*Requirements:* Write the next part of the Databricks job task configuration reference below, starting after its last line. Continue the reference itself, not the material that follows it.

You can invoke Spark submit tasks only on new clusters. In the new_cluster specification, libraries and spark_conf are not supported. Instead, use --jars and --py-files to add Java and Python libraries and --conf to set the Spark configuration. By default, the Spark submit job uses all available memory (excluding reserved memory for Databricks services). You can set --driver-memory, and --executor-memory to a smaller value to leave some room for off-heap usage. Please use spark_jar_task, spark_python_task or notebook_task wherever possible.

  • parameters - (Optional) (List) Command-line parameters passed to spark submit.

sql_task Configuration Block

One of the query, dashboard or alert needs to be provided.

  • warehouse_id - (Required) ID of the (the databricks_sql_endpoint) that will be used to execute the task. Only Serverless & Pro warehouses are supported right now.
  • parameters - (Optional) (Map) parameters to be used for each run of this task. The SQL alert task does not support custom parameters.

*Data shown:*
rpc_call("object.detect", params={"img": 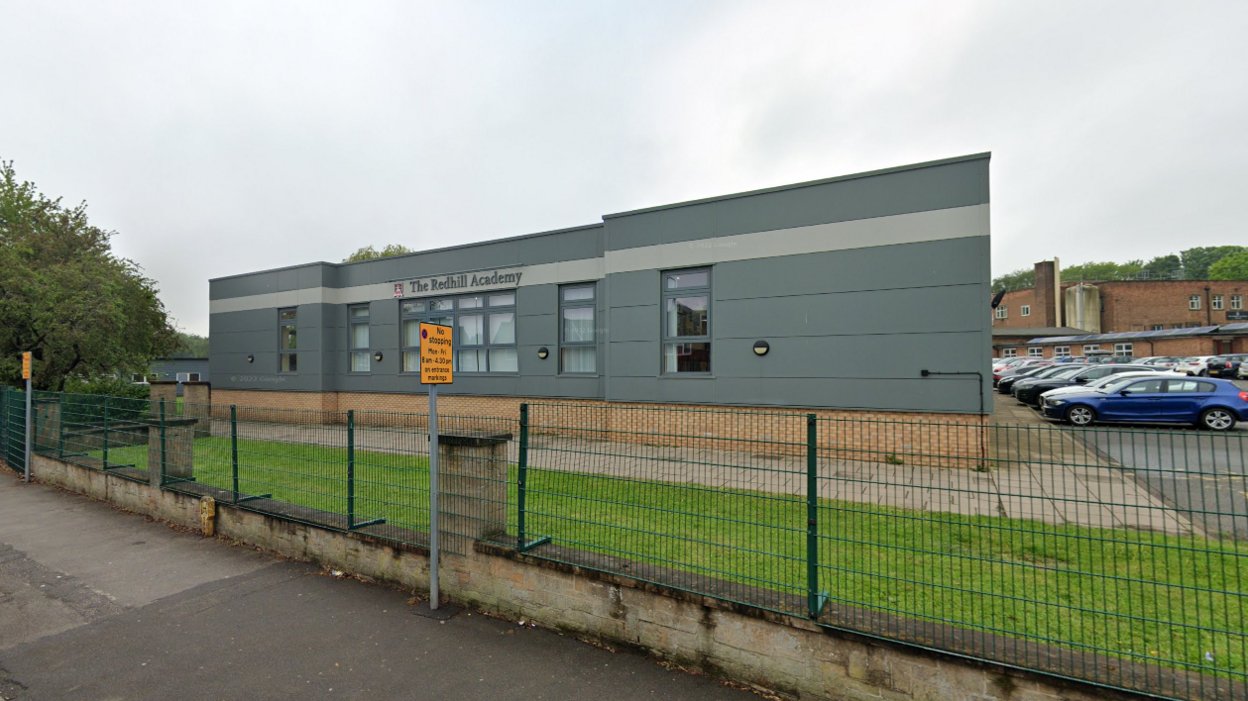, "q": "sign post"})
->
[21,351,31,481]
[421,323,456,609]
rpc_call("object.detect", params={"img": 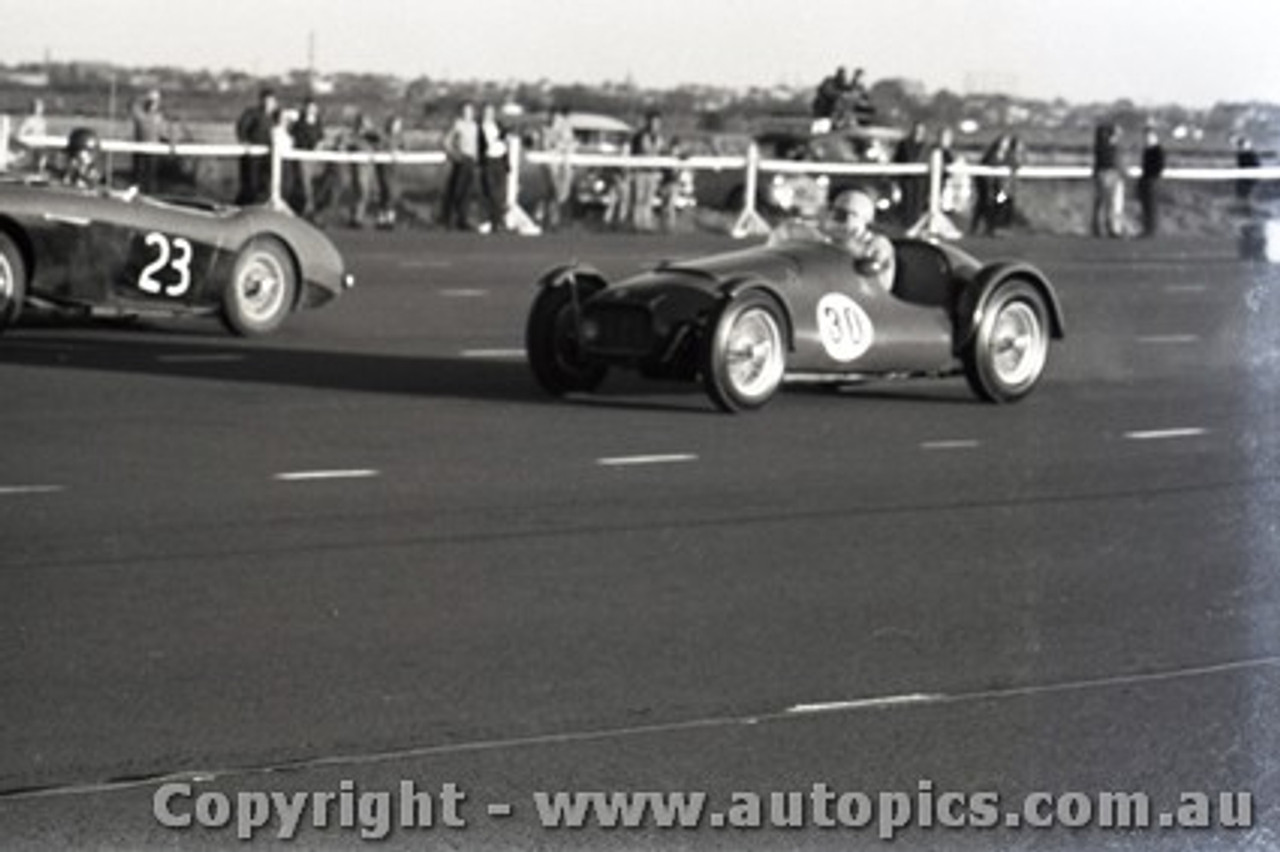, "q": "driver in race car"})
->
[63,127,102,189]
[822,189,895,292]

*Response to the task:*
  • query - (Optional) block consisting of single string field: query_id - identifier of the Databricks SQL Query (databricks_sql_query).
  • dashboard - (Optional) block consisting of following fields:
    • dashboard_id - (Required) (String) identifier of the Databricks SQL Dashboard databricks_sql_dashboard.
    • subscriptions - (Optional) a list of subscription blocks consisting out of one of the required fields: user_name for user emails or destination_id - for Alert destination's identifier.
    • custom_subject - (Optional) string specifying a custom subject of email sent.
    • pause_subscriptions - (Optional) flag that specifies if subscriptions are paused or not.
  • alert - (Optional) block consisting of following fields:
    • alert_id - (Required) (String) identifier of the Databricks SQL Alert.
    • subscriptions - (Required) a list of subscription blocks consisting out of one of the required fields: user_name for user emails or destination_id - for Alert destination's identifier.
    • pause_subscriptions - (Optional) flag that specifies if subscriptions are paused or not.
  • file - (Optional) block consisting of single string fields:
    • source - (Optional) The source of the project. Possible values are WORKSPACE and GIT.
    • path - If source is GIT: Relative path to the file in the repository specified in the git_source block with SQL commands to execute. If source is WORKSPACE: Absolute path to the file in the workspace with SQL commands to execute.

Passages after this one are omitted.